> Referring expression pointing data
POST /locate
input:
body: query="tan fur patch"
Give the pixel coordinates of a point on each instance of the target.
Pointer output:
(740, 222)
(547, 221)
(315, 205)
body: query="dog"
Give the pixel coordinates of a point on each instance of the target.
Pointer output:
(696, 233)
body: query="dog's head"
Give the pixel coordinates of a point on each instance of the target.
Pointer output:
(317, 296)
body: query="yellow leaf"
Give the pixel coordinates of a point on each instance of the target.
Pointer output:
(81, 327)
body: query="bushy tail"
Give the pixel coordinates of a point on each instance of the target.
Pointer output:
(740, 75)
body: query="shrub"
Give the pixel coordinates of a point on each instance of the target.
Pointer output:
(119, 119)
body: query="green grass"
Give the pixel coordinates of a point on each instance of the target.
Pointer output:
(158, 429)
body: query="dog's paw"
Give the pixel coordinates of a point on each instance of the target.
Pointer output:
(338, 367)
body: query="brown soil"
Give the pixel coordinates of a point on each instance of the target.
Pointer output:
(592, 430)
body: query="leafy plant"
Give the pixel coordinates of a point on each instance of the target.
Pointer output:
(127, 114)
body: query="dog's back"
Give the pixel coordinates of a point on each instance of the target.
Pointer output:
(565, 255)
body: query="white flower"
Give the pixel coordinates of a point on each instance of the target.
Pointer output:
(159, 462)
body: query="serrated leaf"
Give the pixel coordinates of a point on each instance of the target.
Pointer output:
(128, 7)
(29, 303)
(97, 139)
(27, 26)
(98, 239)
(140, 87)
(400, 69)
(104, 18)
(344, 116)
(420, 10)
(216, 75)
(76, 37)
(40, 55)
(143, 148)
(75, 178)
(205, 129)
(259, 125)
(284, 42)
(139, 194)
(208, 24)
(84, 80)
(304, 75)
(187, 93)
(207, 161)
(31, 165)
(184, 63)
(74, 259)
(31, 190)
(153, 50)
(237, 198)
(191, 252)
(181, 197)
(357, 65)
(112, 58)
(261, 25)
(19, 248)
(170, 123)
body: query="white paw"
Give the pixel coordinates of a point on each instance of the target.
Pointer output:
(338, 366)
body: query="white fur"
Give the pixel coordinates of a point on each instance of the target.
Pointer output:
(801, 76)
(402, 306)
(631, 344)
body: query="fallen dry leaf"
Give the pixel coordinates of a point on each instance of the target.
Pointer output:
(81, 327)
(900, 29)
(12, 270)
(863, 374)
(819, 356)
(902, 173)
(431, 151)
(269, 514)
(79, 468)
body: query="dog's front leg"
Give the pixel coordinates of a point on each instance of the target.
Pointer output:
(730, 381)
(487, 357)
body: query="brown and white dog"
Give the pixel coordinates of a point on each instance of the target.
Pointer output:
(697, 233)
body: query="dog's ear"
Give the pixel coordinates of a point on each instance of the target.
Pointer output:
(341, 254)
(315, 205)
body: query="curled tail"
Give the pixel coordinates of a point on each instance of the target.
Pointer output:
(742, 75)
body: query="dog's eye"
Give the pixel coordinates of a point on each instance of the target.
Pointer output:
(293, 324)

> THE PROBLEM
Please copy the data in full, character for character.

> RESULT OF THIS EXERCISE
POST /locate
input:
body: query="tan fur patch"
Give the pixel coordinates of a point on each instance of the target.
Pointer output:
(740, 222)
(547, 221)
(315, 205)
body: query="dog"
Give the pixel coordinates of a point on each instance of the target.
Pointer output:
(696, 233)
body: query="dog's head"
Give the pixel coordinates of a point on each instance of the target.
Pointer output:
(317, 296)
body: query="yellow leaf"
Give the pixel coordinates of a point on each instance of the target.
Pointer output:
(81, 327)
body: query="bushy tail"
Give the pixel coordinates of a point on each instance of the target.
Pointer output:
(740, 75)
body: query="shrub"
Give the pixel coordinates of a point on each instance of the target.
Pointer output:
(119, 119)
body: query="green grass"
Give the pixel coordinates of a point on each instance of the target.
Pointer output:
(158, 429)
body: query="dog's paw"
Give the pixel coordinates of a point on each instance of the target.
Pointer output:
(338, 367)
body: query="brown soil"
Give the pixel coordinates of a point on each instance of the target.
Pointer output:
(592, 430)
body: query="leafy plant"
Give the pixel coordinates of a point on each instance of the target.
Pointer output:
(127, 114)
body: query="dog's back"
Give the pixel coordinates of a point on each instance of the target.
Pointer output:
(565, 255)
body: query="white flower"
Give the pixel coordinates of a point on each instance of the target.
Pointer output:
(159, 462)
body: query="serrated leaf"
Give the pixel coordinates of a point on each instance of the target.
Pointer output:
(128, 7)
(29, 303)
(97, 139)
(27, 26)
(98, 239)
(140, 87)
(400, 69)
(104, 18)
(344, 116)
(420, 10)
(216, 75)
(76, 37)
(40, 55)
(143, 148)
(75, 178)
(205, 129)
(259, 125)
(284, 42)
(139, 194)
(208, 24)
(84, 80)
(304, 75)
(187, 93)
(207, 161)
(31, 165)
(184, 63)
(74, 259)
(31, 190)
(153, 50)
(237, 198)
(191, 252)
(181, 197)
(357, 65)
(112, 58)
(261, 25)
(19, 248)
(170, 123)
body: query="white paw"
Give the pixel coordinates of a point on each instance of the target.
Pointer output:
(338, 366)
body: query="white fur"
Give the pixel coordinates of a point on each instance of the target.
Pointer output:
(801, 76)
(402, 306)
(631, 344)
body: query="fallen dry leaf"
Give the pixel coordinates of a point on each instance of the target.
Pointer output:
(81, 327)
(900, 29)
(12, 270)
(863, 374)
(819, 356)
(902, 173)
(431, 151)
(269, 514)
(79, 468)
body: query="dog's front leg"
Give the pixel coordinates of a point on each instance of the target.
Pointer output:
(730, 381)
(487, 357)
body: query="brown and white dog"
Give the pixel coordinates of a point on each instance of the target.
Pointer output:
(697, 233)
body: query="dog's ear"
Give the pixel coordinates of a point on each instance of the target.
Pointer output:
(341, 254)
(315, 205)
body: query="curled tail"
Give the pixel coordinates of a point on each instance of the target.
Pointer output:
(742, 75)
body: query="dog's eye"
Give the pixel coordinates of a point on each instance of the target.
Pointer output:
(293, 324)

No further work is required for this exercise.